▸ DATA PROVIDED

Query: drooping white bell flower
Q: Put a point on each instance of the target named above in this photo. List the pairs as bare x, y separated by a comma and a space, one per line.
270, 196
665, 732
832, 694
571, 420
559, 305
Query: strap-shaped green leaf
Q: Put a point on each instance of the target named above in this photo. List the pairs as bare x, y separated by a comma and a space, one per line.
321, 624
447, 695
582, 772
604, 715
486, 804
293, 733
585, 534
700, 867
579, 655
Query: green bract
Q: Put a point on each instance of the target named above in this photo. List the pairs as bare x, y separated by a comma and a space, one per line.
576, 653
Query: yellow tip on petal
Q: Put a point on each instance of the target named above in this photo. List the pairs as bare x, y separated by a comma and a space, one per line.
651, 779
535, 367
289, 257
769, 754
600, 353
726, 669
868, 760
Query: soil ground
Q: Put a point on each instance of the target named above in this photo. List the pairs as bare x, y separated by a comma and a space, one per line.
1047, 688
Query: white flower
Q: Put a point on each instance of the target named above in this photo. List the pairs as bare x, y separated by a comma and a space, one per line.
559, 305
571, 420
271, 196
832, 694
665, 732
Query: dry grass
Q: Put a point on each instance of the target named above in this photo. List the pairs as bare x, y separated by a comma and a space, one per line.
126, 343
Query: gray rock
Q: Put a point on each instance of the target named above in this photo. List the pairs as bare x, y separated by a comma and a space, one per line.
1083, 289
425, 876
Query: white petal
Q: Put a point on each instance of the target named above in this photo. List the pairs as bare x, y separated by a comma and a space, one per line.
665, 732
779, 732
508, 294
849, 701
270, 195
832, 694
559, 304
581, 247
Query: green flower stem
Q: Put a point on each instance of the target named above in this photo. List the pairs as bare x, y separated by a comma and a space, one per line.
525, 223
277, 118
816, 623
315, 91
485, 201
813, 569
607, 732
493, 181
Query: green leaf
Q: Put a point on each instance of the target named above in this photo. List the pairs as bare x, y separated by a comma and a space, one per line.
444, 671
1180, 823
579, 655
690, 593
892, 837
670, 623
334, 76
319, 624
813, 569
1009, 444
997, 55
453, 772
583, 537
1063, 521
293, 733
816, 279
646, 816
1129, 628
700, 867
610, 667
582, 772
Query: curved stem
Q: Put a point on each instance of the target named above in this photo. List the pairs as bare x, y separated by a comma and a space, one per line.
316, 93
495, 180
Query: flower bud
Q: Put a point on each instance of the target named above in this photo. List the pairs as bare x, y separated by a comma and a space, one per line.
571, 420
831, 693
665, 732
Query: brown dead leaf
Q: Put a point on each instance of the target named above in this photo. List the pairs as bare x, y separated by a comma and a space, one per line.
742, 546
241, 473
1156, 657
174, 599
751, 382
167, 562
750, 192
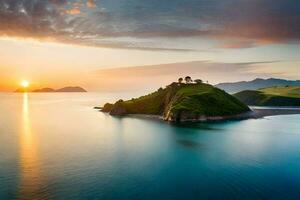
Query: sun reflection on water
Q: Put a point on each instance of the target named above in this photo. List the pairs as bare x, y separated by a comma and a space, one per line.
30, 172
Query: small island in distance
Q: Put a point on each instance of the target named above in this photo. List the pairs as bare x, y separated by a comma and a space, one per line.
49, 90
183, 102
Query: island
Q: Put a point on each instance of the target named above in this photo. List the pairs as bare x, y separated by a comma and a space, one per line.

* * *

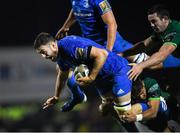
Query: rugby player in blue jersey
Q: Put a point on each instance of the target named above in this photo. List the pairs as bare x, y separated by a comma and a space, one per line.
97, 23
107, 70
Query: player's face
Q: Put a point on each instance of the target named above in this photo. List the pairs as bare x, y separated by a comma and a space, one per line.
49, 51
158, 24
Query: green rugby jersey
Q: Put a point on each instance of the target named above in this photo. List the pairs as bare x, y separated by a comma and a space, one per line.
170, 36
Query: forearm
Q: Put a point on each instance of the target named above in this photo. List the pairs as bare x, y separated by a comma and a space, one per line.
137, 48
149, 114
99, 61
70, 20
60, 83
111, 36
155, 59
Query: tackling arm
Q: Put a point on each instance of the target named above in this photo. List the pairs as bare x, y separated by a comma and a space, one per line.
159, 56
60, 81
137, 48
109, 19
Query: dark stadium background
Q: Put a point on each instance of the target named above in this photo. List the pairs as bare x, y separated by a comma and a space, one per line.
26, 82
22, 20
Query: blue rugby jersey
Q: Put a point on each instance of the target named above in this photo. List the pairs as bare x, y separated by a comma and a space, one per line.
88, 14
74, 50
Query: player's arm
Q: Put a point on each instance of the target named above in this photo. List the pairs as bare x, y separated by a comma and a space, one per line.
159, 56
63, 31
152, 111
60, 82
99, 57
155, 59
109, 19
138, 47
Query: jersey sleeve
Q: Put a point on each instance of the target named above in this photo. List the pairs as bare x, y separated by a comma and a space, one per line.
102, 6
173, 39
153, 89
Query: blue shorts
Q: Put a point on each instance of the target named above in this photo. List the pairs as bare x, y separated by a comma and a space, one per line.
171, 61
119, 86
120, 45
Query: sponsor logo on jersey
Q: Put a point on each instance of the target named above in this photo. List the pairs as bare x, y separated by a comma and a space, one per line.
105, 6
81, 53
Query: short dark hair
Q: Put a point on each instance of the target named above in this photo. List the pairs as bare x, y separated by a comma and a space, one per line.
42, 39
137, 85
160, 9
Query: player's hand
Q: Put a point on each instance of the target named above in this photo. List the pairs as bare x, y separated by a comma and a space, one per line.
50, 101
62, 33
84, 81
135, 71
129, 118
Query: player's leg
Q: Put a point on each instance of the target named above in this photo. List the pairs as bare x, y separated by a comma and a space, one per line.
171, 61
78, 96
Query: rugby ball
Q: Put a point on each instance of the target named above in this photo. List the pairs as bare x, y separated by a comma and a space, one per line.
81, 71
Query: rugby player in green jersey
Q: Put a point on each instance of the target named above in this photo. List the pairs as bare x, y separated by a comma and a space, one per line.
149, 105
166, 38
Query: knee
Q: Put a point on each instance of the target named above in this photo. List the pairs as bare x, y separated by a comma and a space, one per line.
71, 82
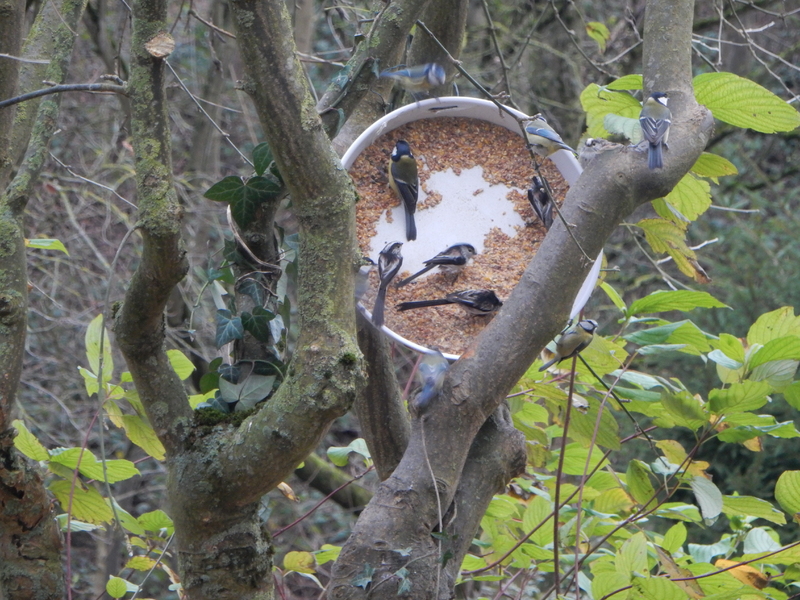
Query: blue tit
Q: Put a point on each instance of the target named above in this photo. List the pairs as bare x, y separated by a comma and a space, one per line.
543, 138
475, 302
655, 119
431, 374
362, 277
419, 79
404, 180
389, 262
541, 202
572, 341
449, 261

▸ WORK REQUIRED
Starting at the line that has "Query: strap-shaped green leaf" and ending at the line that has "Query: dry grass", please write out the lines above exactly, leaving out all others.

▸ TASK RESPONSE
Query: strap-shaped green leaf
Q: Put a point on each instance of the target named above in this photo. List the pairs as bare x, y separated by a comma and a space, one per line.
321, 624
447, 695
582, 772
604, 715
486, 804
293, 733
585, 534
700, 867
579, 655
Query: green bract
Q: Put a point on each instance of the target named above in this photo. List the pairs as bare x, y separated by a comma and a space, one per line.
576, 653
Query: yellow tip on petal
Q: Put a point on each instance of the target named above in this photo. List the pairs as bare x, y separated by a comma and a space, one per line.
651, 779
535, 367
289, 257
769, 754
600, 353
726, 669
868, 760
Query: soil ground
Q: Put a point on each instance of the target named above in this photo. List the pairs as bare x, y separated by a comma and a space, one per line.
1047, 688
Query: white flower
Q: Put a point on each instance of the target named above in this photo. List the pairs as bare x, y separated by a comma and a space, one per line.
559, 305
571, 420
271, 196
832, 694
665, 732
Query: dry grass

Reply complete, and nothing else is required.